- Passage shown

Bucky is the head of the gang, the mastermind of the operation and the front MC. Giro is an MC/DJ and a ladies' man. Flexster is described as less intelligent than his two friends, and an average MC at best. They are found together outside chicken shops, or "on road" causing trouble.

== Discography ==
"The Booo Krooo Theme", produced by Sticky, was released on Social Circles (JKSC040).

== Episodes ==
=== Webisodes (2002) ===

| No. overall | Title | Original release date |
| 0.1 | "Flossin' on a Budget" | 2002 |
The crew want to hit the club and floss hard, they've got their haircut, their shanks and their Avirex but Giro's mum has accidentally dyed his trousers pink.
| 0.2 | "Attack of the Clones" | 2002 |
The crew want to get matching leather jackets to look unique, the problem is that everyone else wants to do the same. Not only that but they realise what happens when you wear the same clothes for too many days in a row
| 0.3 | "Work It featuring Missy Elliott" | 2002 |
The crew look towards Missy Elliott for inspiration, however they take it too far when they steal her whole flow and use it on their pirate radio station, Missy is in the area and pays the studio a visit with her bouncers.

=== Series 1 (2003) ===

| No. overall | No. in season | Title | Original release date |
| 1 | 1 | "Papstars" | 2003 |
The crew want to get on TV so decide to enter 'Papsters' with judges Simon Coward and Britney Smears. The judges have other ideas and try to water down their act for commercial success.
| 2 | 2 | "Get Weighty" | 2003 |
The crew meet Giro's sister on road and realise they need to get 'hench' if they stand a chance with the ladies. So they hit the gym, get some new garms and some ice. Turns out their new look has the opposite effect,
| 3 | 3 | "Iraqi Malarky" | 2003 |
UK Parliament decide that the crew are to blame for gun crime and social disorder, so they pack them off to Iraq to fight in the war. The crew quickly go about setting up a pirate radio station and accidentally solve world peace.

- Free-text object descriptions
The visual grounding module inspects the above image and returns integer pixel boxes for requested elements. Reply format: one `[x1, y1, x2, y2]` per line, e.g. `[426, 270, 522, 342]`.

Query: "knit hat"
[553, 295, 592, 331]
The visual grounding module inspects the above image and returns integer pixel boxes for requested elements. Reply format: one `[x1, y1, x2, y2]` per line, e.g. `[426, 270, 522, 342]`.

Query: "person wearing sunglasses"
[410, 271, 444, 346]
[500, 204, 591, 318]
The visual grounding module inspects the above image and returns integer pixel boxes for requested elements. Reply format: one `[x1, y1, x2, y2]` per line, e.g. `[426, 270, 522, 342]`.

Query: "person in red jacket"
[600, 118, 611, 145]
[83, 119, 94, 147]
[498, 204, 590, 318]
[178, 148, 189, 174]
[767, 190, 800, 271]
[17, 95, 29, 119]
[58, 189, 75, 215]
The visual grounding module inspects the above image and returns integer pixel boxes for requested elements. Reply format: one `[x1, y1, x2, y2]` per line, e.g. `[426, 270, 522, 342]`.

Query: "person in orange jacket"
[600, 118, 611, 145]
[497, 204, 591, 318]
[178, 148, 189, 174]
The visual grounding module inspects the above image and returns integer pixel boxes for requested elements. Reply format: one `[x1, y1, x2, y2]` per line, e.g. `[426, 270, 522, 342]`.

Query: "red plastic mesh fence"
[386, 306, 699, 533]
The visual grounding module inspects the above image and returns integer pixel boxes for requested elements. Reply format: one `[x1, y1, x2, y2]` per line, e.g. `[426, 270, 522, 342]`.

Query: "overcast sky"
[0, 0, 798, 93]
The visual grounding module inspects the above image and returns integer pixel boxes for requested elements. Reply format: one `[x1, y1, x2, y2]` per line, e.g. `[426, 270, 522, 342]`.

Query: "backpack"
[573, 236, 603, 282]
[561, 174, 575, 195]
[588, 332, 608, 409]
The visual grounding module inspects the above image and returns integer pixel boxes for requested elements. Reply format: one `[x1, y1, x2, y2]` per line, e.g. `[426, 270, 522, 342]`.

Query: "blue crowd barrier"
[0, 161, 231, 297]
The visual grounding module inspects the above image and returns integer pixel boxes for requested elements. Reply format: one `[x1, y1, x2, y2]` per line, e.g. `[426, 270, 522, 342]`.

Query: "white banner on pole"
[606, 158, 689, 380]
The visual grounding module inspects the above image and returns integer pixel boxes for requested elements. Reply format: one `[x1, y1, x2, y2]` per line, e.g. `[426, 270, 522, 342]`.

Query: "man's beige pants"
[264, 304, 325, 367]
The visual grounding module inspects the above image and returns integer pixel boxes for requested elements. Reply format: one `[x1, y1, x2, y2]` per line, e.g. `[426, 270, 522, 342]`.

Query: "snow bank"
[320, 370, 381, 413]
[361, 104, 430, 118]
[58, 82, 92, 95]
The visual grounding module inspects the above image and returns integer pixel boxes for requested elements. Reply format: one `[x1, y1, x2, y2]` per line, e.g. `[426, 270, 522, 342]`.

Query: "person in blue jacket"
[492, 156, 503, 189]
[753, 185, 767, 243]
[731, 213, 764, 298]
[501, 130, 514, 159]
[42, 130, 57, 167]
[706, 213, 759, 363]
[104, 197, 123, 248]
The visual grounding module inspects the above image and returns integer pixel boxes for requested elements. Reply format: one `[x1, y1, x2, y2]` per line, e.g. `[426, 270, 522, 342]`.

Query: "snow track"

- What you need to do
1. Using the passage on the Booo Krooo crew, answer each question:
(a) Who produced "The Booo Krooo Theme"?
(b) In "Flossin' on a Budget," what happened to Giro's trousers?
(c) Who are the judges in 'Papsters'?
2. List every episode title in the passage on the Booo Krooo crew.
3. According to the passage on the Booo Krooo crew, why does UK Parliament send the crew to Iraq in "Iraqi Malarky"?
The data has no connection to the passage on the Booo Krooo crew.

- Answer set
1.
(a) Sticky
(b) Giro's mum accidentally dyed them pink.
(c) Simon Coward and Britney Smears

2.
"Flossin' on a Budget"
"Attack of the Clones"
"Work It featuring Missy Elliott"
"Papstars"
"Get Weighty"
"Iraqi Malarky"

3. UK Parliament decides that the crew are to blame for gun crime and social disorder, so it sends them to Iraq to fight in the war.